| EXTRACTED MATERIAL |
-=-=-
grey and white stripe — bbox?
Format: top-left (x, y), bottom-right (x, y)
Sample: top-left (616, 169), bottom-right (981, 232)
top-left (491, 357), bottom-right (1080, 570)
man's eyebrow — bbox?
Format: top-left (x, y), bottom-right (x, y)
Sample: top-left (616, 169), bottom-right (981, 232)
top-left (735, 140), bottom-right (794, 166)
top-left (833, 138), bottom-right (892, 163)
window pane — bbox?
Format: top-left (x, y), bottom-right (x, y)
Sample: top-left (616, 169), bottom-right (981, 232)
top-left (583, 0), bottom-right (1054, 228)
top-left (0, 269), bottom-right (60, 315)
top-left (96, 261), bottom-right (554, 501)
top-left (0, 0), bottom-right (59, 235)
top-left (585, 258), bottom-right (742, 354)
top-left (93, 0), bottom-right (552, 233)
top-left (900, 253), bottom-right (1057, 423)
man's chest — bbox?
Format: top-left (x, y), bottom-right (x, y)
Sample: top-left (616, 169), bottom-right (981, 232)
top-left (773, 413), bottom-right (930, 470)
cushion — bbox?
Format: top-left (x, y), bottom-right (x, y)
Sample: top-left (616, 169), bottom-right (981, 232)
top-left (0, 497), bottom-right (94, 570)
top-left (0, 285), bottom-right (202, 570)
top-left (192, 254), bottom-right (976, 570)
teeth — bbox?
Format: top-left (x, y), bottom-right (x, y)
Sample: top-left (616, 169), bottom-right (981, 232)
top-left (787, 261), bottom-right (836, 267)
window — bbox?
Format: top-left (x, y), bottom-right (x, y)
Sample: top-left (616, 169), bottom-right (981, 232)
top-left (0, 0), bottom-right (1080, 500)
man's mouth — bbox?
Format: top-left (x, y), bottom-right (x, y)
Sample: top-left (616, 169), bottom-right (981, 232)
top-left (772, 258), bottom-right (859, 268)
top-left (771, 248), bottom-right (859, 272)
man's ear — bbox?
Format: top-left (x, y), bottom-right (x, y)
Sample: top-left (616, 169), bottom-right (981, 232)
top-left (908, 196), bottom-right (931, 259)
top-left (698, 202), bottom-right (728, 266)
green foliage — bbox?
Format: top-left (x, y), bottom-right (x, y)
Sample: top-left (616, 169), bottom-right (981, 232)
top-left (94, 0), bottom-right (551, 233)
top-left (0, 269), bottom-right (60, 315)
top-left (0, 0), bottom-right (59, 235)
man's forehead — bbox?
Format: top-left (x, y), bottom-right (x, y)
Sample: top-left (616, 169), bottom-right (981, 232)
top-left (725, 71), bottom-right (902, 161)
-=-=-
| SHORT TASK |
Copy out every one of the records above, line for line, with no changes.

| IN RESPONSE |
grey and white stripe — bbox?
Format: top-left (x, y), bottom-right (x, y)
Sample: top-left (616, 169), bottom-right (981, 232)
top-left (491, 357), bottom-right (1080, 570)
man's eyebrow — bbox?
Format: top-left (x, y), bottom-right (x, y)
Sample: top-left (616, 169), bottom-right (981, 232)
top-left (735, 140), bottom-right (794, 166)
top-left (833, 138), bottom-right (892, 163)
window pane — bbox?
Format: top-left (x, y), bottom-right (x, y)
Sample: top-left (616, 169), bottom-right (981, 232)
top-left (583, 0), bottom-right (1054, 228)
top-left (0, 269), bottom-right (60, 315)
top-left (96, 261), bottom-right (554, 501)
top-left (0, 0), bottom-right (59, 235)
top-left (585, 258), bottom-right (742, 354)
top-left (93, 0), bottom-right (552, 233)
top-left (900, 253), bottom-right (1057, 423)
man's chest — bbox?
Format: top-left (x, y), bottom-right (x, y)
Sample: top-left (616, 169), bottom-right (981, 232)
top-left (773, 413), bottom-right (930, 470)
cushion — bbox?
Format: top-left (x, y), bottom-right (x, y)
Sample: top-left (616, 169), bottom-right (981, 232)
top-left (0, 497), bottom-right (94, 570)
top-left (0, 285), bottom-right (202, 570)
top-left (192, 254), bottom-right (976, 570)
teeth — bbox?
Format: top-left (x, y), bottom-right (x, y)
Sample: top-left (616, 169), bottom-right (981, 232)
top-left (787, 261), bottom-right (836, 267)
window — bbox?
Format: top-left (x, y), bottom-right (x, y)
Sample: top-left (616, 169), bottom-right (981, 232)
top-left (0, 0), bottom-right (1080, 500)
man's mouth — bbox?
Format: top-left (x, y), bottom-right (x, y)
Sample: top-left (616, 169), bottom-right (981, 232)
top-left (772, 258), bottom-right (859, 268)
top-left (771, 248), bottom-right (859, 272)
man's ear — bbox?
Format: top-left (x, y), bottom-right (x, y)
Sample: top-left (616, 169), bottom-right (981, 232)
top-left (908, 196), bottom-right (931, 259)
top-left (698, 202), bottom-right (728, 266)
green foliage — bbox?
Format: top-left (x, y), bottom-right (x, y)
Sample: top-left (616, 169), bottom-right (981, 232)
top-left (94, 0), bottom-right (551, 233)
top-left (0, 269), bottom-right (60, 315)
top-left (0, 0), bottom-right (59, 235)
man's forehead — bbox?
Format: top-left (x, y), bottom-right (x, y)
Sample: top-left (616, 169), bottom-right (981, 232)
top-left (725, 71), bottom-right (902, 161)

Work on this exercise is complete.